◆ **Source passage**
Removal of higher rate relief for pension contributions from 6 April 2011
Some time ago the Labour government announced its intention to remove higher rate relief on the pension contributions of those with high income, broadly £130,000 or more.
This announcement has led to complex rules being introduced from April 2011 onwards, with even more complicated anti-forestalling rules for the years 2009/10 and 2010/11.
Whilst there are no changes to the rules for 2009/10 and 2010/11, the government is looking at simpler ways of achieving a similar result from 2011 via consultation with interested parties.
Provisional research suggests an annual allowance in the region of £30,000 - £45,000 might deliver the necessary tax yield. Relevant issues for the government to consider include:
- options to ensure that basic rate taxpayers are not subject to the restriction and to support cases caused by one-off ‘spikes’ in pension accrual
- how pension accrual in defined benefit schemes would be valued
- whether and how there could be flexibility for individuals over paying any charges that arise
- how compliance and delivery would operate in practice.
Requirement to buy an annuity
From April 2011 the rules that create an obligation to purchase an annuity by age 75 will be replaced with age 77. A consultation on the detail of this change will be launched in the near future.
Furnished Holiday Lettings
The tax treatment of Furnished Holiday Lettings (FHL) has been advantageous for many years. Provided that certain conditions are met, FHL are treated as a trade. This can be preferable to the tax regime for normal let property in a number of specific areas, as the rules and reliefs for trades are often more generous.
The government has announced that these rules will continue unchanged for 2010/11, with a consultation into possible future changes starting in the summer.

◆ **Parts of the exercise**
A - Answer these from the passage on tax and pension changes:
(i) Roughly what income level marks those who would lose higher rate relief on pension contributions?
(ii) From April 2011, what age replaces 75 as the deadline for buying an annuity?
(iii) For which tax year will the Furnished Holiday Lettings rules stay unchanged?
B - Quote the passage on tax and pension changes word for word. Begin at the words "Whilst there are" and stop after "operate in practice.".
The listing that comes next has no connection to the passage on tax and pension changes.

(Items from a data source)
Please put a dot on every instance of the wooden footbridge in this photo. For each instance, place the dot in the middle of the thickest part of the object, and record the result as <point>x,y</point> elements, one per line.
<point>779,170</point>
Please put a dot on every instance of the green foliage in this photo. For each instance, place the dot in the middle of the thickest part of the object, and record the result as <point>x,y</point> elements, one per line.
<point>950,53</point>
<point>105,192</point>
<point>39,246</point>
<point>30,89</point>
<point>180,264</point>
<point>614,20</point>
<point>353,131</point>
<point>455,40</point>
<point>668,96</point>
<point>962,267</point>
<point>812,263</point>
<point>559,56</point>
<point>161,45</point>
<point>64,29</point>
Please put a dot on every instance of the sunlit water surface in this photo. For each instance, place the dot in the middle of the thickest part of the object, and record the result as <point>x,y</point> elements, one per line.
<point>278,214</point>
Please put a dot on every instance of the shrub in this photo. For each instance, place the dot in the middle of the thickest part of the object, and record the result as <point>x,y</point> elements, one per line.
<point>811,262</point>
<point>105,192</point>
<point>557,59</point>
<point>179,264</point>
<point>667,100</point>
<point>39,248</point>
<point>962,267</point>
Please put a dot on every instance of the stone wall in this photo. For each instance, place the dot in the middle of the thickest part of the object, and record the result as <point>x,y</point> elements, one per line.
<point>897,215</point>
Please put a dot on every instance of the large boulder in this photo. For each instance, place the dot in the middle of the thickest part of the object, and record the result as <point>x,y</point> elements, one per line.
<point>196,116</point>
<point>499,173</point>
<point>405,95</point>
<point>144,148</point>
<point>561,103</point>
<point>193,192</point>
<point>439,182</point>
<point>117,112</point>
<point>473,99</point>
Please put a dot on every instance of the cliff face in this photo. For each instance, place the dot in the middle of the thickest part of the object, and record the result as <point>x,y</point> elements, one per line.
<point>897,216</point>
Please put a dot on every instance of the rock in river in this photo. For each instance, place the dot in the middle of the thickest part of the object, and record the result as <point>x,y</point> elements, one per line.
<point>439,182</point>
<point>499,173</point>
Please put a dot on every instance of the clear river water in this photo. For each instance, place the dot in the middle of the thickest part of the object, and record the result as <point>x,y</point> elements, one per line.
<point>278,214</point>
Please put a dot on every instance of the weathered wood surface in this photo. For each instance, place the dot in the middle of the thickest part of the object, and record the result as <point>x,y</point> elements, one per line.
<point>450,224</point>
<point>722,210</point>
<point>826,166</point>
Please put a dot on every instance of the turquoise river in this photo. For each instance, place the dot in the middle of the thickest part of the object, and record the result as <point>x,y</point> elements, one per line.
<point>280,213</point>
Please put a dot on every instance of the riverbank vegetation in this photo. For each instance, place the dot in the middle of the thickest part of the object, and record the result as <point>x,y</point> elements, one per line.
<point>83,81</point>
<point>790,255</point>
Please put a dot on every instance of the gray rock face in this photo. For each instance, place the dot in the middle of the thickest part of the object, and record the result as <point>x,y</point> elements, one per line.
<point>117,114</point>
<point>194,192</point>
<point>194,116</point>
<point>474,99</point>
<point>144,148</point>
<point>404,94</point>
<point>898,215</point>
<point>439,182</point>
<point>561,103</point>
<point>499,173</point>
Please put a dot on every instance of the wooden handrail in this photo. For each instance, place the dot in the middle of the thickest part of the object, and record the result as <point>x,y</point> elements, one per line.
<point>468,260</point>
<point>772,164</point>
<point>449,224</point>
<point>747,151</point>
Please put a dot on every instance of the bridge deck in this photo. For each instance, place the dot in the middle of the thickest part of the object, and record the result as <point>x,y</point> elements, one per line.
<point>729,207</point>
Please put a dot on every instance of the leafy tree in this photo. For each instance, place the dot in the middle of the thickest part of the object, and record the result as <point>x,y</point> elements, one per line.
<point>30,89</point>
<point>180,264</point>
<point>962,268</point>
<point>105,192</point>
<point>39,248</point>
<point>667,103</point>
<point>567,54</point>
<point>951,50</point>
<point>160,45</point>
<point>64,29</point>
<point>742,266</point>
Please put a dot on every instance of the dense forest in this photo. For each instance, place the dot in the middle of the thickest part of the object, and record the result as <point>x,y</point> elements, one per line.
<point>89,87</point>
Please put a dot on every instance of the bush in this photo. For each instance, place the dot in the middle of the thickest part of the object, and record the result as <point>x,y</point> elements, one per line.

◆ **Solutions to the tasks**
A -
(i) £130,000 or more
(ii) 77
(iii) 2010/11

B -
Whilst there are no changes to the rules for 2009/10 and 2010/11, the government is looking at simpler ways of achieving a similar result from 2011 via consultation with interested parties.
Provisional research suggests an annual allowance in the region of £30,000 - £45,000 might deliver the necessary tax yield. Relevant issues for the government to consider include:
- options to ensure that basic rate taxpayers are not subject to the restriction and to support cases caused by one-off ‘spikes’ in pension accrual
- how pension accrual in defined benefit schemes would be valued
- whether and how there could be flexibility for individuals over paying any charges that arise
- how compliance and delivery would operate in practice.